§ PROBLEM: Please return every line of the records below that holds the word "stem".
━━━ ENTRIES SUPPLIED
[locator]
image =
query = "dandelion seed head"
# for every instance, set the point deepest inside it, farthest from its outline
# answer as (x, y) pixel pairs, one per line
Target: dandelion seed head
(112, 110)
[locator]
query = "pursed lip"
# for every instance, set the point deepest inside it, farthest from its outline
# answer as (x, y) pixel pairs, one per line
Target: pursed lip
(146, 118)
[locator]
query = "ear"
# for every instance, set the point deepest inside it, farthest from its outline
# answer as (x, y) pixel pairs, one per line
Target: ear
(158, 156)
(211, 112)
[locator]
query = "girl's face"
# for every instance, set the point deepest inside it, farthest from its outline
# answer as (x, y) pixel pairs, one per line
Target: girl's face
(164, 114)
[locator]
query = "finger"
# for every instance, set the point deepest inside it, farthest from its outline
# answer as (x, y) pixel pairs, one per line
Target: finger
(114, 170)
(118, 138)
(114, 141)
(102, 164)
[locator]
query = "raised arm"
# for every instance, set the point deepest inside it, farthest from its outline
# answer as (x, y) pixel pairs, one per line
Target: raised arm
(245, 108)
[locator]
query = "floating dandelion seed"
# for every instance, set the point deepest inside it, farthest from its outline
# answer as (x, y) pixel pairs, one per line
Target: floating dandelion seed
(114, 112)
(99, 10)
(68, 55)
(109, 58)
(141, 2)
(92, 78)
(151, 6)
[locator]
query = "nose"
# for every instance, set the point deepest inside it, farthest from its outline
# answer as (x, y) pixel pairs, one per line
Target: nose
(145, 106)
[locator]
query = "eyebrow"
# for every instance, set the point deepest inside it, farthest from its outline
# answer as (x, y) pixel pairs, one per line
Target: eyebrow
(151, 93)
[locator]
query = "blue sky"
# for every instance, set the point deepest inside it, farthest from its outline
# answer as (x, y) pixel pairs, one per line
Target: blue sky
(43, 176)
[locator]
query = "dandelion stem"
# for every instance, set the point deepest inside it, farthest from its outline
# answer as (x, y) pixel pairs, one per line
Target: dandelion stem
━━━━━━
§ SOLUTION TO THIS EXERCISE:
query = "dandelion stem"
Target: dandelion stem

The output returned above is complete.